Source data
+++

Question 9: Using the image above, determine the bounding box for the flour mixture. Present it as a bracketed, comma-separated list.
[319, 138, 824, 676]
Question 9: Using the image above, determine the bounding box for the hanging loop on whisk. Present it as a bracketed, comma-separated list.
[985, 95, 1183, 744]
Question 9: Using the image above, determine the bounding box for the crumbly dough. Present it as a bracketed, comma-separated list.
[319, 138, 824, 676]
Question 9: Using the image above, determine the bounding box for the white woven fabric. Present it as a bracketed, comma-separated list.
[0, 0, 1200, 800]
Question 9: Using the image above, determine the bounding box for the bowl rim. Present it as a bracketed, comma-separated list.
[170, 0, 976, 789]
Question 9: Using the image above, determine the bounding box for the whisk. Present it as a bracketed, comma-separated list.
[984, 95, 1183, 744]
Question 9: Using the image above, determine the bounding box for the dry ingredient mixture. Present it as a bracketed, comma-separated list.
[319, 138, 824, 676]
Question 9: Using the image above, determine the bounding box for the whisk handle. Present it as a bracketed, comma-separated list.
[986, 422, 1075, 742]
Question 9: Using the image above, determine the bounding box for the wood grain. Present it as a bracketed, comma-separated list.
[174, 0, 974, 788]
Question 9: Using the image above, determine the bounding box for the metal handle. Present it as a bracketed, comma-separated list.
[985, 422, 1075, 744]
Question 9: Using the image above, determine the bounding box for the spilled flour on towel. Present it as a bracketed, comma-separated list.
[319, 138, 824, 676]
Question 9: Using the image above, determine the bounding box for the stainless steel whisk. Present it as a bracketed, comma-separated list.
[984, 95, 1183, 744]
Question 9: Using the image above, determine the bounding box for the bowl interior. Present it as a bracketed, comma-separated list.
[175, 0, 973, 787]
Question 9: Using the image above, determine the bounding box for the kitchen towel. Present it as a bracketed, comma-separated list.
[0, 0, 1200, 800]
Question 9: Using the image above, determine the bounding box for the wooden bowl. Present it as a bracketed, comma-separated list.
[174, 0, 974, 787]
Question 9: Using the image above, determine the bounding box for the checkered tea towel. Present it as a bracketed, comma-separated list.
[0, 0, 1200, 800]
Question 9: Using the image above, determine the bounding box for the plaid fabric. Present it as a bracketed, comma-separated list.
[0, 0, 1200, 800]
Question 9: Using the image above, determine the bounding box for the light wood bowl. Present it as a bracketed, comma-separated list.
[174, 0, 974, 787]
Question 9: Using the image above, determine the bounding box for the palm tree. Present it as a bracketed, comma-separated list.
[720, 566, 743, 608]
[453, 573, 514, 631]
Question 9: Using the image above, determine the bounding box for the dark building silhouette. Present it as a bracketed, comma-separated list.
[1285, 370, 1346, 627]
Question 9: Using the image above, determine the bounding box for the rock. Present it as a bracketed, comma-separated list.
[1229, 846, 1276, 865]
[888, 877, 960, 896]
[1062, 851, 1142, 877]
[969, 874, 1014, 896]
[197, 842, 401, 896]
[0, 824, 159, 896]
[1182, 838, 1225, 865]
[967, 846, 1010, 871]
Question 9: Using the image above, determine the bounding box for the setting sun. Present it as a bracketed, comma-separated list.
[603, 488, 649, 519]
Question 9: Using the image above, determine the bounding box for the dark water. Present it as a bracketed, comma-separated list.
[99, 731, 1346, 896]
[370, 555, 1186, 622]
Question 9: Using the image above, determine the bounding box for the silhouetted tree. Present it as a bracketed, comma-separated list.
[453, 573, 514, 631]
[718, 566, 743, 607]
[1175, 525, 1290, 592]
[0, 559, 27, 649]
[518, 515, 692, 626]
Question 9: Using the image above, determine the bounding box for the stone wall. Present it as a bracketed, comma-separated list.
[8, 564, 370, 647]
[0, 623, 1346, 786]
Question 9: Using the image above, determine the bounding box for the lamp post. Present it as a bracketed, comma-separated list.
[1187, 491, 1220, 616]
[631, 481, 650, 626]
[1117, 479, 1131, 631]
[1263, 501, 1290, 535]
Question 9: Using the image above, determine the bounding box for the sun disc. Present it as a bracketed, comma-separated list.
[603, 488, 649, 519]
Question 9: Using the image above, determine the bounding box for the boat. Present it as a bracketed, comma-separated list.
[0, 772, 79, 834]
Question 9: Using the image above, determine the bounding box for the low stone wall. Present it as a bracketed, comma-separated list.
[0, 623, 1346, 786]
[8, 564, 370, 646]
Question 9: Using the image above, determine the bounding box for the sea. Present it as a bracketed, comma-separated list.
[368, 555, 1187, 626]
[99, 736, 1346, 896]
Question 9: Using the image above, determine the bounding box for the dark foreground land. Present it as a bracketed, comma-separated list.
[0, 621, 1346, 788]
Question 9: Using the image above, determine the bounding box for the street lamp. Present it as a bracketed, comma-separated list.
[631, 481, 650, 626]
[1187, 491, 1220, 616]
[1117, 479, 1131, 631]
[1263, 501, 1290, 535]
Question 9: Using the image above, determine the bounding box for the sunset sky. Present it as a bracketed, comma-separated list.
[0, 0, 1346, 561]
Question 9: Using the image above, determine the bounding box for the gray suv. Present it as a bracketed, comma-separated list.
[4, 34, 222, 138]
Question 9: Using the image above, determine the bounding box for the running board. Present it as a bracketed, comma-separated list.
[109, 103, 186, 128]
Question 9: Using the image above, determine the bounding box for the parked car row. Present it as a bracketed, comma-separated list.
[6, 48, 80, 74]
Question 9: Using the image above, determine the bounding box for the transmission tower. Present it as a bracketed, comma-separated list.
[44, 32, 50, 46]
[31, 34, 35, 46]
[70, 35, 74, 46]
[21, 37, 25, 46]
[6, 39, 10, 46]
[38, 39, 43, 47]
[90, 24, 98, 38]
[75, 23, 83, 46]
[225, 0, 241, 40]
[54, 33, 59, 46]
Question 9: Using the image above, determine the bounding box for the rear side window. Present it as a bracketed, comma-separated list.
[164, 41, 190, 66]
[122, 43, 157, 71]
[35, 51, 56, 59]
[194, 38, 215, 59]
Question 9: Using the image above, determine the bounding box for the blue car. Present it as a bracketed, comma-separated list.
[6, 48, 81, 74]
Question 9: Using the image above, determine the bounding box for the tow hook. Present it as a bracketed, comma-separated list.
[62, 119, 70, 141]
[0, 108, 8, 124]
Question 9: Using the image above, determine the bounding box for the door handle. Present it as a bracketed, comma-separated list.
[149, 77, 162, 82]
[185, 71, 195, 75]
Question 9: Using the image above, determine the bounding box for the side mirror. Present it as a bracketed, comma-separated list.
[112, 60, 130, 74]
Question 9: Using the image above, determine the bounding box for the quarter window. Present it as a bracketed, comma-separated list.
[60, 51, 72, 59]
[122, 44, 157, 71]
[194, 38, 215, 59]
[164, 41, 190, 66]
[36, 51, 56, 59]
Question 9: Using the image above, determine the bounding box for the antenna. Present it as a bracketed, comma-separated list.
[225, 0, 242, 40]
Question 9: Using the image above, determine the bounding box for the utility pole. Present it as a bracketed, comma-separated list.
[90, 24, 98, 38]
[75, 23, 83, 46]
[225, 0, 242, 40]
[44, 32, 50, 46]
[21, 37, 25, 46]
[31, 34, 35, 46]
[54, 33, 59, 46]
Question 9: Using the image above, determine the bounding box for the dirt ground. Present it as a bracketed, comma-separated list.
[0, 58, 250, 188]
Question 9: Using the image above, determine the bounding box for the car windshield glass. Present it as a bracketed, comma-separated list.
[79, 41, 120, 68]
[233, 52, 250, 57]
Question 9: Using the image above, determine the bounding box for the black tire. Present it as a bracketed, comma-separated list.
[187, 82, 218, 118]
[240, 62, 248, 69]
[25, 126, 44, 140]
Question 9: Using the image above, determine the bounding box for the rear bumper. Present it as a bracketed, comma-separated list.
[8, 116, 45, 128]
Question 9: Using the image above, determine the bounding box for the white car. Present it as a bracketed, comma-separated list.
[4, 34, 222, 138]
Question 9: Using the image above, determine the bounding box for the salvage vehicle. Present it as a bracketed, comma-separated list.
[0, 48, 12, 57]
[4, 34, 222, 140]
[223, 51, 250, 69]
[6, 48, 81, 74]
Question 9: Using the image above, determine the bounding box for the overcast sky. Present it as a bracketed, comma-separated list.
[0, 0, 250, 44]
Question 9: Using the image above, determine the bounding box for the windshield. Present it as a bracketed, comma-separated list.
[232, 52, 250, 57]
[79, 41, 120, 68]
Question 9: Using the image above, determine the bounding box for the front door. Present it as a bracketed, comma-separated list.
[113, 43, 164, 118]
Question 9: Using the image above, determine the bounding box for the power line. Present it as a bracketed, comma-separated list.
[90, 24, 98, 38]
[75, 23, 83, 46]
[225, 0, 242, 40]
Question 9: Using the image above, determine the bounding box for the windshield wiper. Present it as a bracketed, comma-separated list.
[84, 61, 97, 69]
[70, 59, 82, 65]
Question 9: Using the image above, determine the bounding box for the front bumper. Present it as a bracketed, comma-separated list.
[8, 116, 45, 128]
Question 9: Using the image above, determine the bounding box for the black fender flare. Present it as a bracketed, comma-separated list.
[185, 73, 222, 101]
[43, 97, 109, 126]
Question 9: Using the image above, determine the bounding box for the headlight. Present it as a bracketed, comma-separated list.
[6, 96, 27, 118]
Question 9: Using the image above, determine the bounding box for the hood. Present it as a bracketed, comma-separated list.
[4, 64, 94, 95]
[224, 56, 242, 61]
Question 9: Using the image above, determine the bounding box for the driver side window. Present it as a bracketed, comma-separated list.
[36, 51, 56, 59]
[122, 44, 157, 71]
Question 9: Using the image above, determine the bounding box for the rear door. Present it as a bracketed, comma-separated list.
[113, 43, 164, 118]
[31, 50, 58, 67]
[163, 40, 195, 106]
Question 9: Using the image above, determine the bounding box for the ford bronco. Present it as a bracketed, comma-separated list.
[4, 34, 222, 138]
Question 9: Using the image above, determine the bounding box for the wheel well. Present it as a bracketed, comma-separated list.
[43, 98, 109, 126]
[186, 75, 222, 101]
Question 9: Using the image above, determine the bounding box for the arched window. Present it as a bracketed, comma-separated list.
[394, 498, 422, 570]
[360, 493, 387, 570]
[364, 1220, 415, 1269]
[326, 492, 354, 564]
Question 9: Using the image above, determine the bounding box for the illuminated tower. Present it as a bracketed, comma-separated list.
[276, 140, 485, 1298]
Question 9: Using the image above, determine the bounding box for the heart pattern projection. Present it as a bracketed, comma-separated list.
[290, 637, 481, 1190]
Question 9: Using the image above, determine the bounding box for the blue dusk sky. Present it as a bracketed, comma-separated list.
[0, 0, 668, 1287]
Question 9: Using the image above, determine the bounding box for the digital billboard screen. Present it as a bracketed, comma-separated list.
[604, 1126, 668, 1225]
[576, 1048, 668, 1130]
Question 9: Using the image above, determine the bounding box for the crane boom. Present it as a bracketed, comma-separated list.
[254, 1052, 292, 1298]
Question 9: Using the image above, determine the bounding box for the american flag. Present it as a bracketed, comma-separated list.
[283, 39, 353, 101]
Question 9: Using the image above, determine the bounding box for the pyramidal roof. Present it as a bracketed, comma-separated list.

+++

The problem: Please give again the part of the entries that opens with the line containing "sea. Present it as a bracketed, comma-separated list." and closes with the line containing "[0, 621, 1346, 788]", with "dark foreground land" switched to "shadowed foreground terrain" and nothing else changed.

Complete output:
Question 9: Using the image above, determine the bounding box for the sea. Present it as a bracketed, comma-separated list.
[368, 555, 1187, 626]
[99, 736, 1346, 896]
Question 9: Using the image above, determine the bounding box for the shadowed foreground terrain. Present it as a bracketed, comma-separated list.
[0, 621, 1346, 788]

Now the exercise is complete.